* **Recorded data**:
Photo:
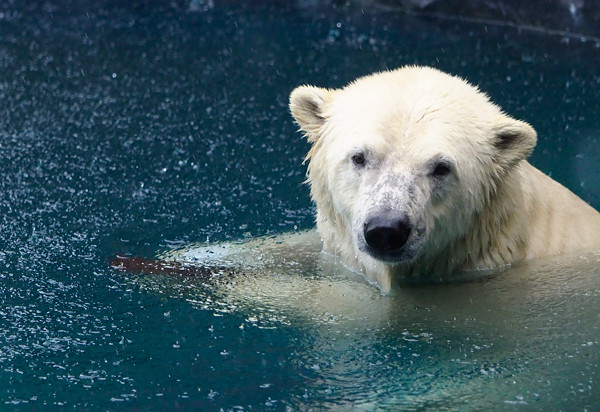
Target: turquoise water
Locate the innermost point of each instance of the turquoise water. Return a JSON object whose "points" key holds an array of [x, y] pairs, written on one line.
{"points": [[141, 127]]}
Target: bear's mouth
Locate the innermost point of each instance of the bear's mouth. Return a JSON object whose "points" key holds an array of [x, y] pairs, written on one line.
{"points": [[403, 254]]}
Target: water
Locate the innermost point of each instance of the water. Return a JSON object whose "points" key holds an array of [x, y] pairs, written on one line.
{"points": [[140, 127]]}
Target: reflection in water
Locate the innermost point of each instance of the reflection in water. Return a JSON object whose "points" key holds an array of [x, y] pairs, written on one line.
{"points": [[526, 336]]}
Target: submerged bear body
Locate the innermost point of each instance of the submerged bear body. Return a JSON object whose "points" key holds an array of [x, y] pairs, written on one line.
{"points": [[416, 173]]}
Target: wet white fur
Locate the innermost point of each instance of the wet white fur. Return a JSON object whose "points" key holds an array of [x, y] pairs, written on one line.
{"points": [[494, 208]]}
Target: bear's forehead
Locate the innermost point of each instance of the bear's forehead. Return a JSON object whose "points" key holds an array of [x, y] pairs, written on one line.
{"points": [[398, 109]]}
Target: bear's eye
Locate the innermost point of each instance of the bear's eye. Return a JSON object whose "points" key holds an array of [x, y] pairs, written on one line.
{"points": [[359, 159], [441, 169]]}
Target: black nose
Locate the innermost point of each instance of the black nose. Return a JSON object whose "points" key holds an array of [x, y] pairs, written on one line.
{"points": [[386, 235]]}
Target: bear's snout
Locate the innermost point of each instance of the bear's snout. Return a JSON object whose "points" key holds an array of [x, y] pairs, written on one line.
{"points": [[387, 235]]}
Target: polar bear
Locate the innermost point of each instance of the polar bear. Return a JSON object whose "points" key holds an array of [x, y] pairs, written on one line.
{"points": [[415, 172]]}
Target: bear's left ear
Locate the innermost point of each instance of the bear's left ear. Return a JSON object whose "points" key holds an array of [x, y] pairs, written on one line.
{"points": [[308, 104], [513, 141]]}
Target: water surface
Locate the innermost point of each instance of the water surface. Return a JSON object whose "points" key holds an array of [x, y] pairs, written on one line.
{"points": [[138, 127]]}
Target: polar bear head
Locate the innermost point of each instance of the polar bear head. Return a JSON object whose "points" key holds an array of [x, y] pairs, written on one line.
{"points": [[403, 162]]}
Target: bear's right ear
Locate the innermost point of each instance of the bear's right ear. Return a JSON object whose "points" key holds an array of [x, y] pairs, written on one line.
{"points": [[307, 104]]}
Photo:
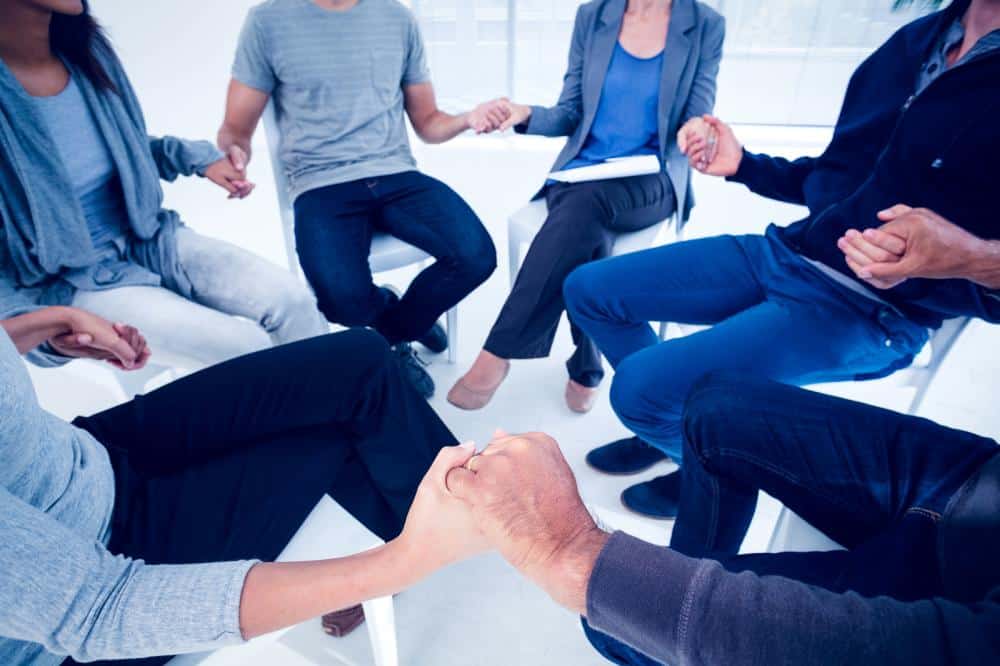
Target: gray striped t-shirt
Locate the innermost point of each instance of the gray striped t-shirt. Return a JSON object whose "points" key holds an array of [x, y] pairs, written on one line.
{"points": [[337, 81]]}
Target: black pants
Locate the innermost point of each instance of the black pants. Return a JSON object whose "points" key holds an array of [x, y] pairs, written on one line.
{"points": [[333, 233], [873, 480], [583, 221], [227, 463]]}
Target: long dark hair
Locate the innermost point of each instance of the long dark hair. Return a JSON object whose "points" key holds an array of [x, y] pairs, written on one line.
{"points": [[82, 41]]}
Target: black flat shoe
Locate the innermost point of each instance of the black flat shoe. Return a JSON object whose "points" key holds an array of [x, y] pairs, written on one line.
{"points": [[626, 456], [659, 498]]}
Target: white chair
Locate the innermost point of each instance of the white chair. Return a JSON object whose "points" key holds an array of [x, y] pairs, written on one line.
{"points": [[525, 224], [387, 253], [791, 532]]}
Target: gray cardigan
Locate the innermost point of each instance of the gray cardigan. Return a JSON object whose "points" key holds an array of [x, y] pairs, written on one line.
{"points": [[42, 228], [690, 66]]}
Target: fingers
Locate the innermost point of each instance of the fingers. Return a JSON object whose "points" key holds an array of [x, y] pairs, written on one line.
{"points": [[890, 214], [857, 245], [449, 458], [461, 483], [238, 158], [887, 241]]}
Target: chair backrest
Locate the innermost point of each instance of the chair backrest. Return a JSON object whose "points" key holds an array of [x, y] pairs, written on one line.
{"points": [[273, 133]]}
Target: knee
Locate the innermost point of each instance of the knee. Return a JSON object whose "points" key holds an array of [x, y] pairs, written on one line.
{"points": [[713, 401], [579, 290], [632, 394], [476, 257]]}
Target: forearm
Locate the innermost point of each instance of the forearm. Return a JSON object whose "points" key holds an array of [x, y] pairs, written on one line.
{"points": [[439, 127], [984, 264], [30, 330], [280, 595]]}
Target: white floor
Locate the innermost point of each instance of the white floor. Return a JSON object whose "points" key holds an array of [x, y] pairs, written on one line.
{"points": [[481, 612]]}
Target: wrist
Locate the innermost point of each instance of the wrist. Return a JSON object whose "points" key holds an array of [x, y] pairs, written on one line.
{"points": [[984, 264], [567, 575]]}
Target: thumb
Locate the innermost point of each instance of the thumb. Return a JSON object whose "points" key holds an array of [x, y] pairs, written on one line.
{"points": [[461, 483], [238, 157], [890, 214], [448, 459]]}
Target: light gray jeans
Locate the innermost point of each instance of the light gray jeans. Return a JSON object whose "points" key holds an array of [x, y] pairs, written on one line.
{"points": [[241, 304]]}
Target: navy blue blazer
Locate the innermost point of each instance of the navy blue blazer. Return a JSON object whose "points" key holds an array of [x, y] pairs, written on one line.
{"points": [[687, 90], [936, 150]]}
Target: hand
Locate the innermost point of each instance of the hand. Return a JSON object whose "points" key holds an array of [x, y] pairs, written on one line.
{"points": [[230, 173], [488, 117], [439, 528], [518, 114], [919, 243], [525, 501], [699, 142], [88, 336], [714, 153]]}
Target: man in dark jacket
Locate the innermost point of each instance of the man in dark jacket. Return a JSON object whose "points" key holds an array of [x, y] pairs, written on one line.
{"points": [[917, 505], [914, 149]]}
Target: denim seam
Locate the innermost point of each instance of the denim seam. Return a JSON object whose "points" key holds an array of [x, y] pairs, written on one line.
{"points": [[774, 469]]}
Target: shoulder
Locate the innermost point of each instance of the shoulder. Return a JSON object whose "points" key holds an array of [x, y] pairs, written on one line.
{"points": [[708, 18], [394, 10]]}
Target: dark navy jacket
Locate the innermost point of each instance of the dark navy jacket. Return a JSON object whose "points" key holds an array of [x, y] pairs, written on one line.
{"points": [[938, 150]]}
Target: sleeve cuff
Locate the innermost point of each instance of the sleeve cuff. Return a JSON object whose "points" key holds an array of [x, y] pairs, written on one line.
{"points": [[641, 594], [746, 164]]}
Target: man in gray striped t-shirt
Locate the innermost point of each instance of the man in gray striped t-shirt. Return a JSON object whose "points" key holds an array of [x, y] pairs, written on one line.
{"points": [[341, 74]]}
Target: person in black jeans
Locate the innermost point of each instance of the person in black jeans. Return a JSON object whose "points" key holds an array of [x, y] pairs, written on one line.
{"points": [[908, 152], [915, 504]]}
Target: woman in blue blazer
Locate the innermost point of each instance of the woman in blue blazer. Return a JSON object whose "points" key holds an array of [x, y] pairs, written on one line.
{"points": [[638, 72]]}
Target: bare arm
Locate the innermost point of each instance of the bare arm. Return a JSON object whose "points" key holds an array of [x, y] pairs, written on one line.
{"points": [[244, 107], [431, 123]]}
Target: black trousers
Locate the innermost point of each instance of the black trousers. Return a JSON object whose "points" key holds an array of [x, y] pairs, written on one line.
{"points": [[582, 223], [227, 463]]}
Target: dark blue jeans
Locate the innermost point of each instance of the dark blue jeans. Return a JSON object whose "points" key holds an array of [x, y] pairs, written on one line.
{"points": [[333, 233], [875, 481], [773, 315]]}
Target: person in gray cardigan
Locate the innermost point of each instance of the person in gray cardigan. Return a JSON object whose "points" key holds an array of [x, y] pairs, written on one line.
{"points": [[81, 216], [639, 72]]}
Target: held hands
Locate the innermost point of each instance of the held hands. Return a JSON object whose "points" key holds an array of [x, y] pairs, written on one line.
{"points": [[524, 499], [917, 243], [230, 173], [440, 529], [88, 336], [489, 116], [711, 146]]}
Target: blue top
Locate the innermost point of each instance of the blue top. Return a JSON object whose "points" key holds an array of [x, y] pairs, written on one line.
{"points": [[94, 178], [627, 122]]}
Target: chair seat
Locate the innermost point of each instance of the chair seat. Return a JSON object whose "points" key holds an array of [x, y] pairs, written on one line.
{"points": [[526, 223]]}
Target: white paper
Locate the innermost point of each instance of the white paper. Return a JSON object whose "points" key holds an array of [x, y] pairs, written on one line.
{"points": [[624, 167]]}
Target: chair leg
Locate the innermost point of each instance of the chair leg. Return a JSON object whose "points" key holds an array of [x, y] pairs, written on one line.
{"points": [[381, 620], [453, 335], [514, 257]]}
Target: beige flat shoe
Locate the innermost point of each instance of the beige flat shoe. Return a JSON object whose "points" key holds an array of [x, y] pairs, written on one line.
{"points": [[579, 398], [470, 399]]}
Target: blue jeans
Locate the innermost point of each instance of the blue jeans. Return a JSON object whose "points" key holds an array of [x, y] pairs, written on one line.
{"points": [[774, 316], [333, 233], [875, 481]]}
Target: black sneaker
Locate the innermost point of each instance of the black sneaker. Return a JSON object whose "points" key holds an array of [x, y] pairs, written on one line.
{"points": [[436, 340], [626, 456], [659, 498], [413, 369]]}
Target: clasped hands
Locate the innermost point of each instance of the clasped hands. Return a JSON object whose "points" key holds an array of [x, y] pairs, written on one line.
{"points": [[518, 497]]}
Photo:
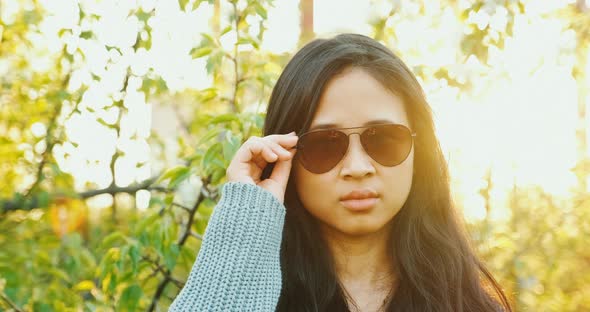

* **Directions**:
Every line between the start of the listing and the line containing "Target: submerged bear body", both ends counted, needs to be printed exactly, minus the pictures.

* **Solved problem**:
Photo:
Target: turquoise water
Locate the innermost point of each instance of the turquoise water. Return a JSON object whose "points" key holds an array of [x, y] pairs, written on one line.
{"points": [[141, 127]]}
Target: bear's mouth
Locate the innermost point of each instance of the bear's mouth. Return a JSON object whose "points" key holds an array of [x, y] pairs, written on one line.
{"points": [[403, 254]]}
Target: water
Locate the innermost point of each instance of the water. Return a JSON object whose "points" key holds an array of [x, y] pairs, written on one line.
{"points": [[140, 127]]}
Target: reflection in water
Locate the innermost point of each instance of the reflection in water. Return a JSON object whose "points" key holds an array of [x, y] pairs, written on one line.
{"points": [[526, 336]]}
Target: submerged bear body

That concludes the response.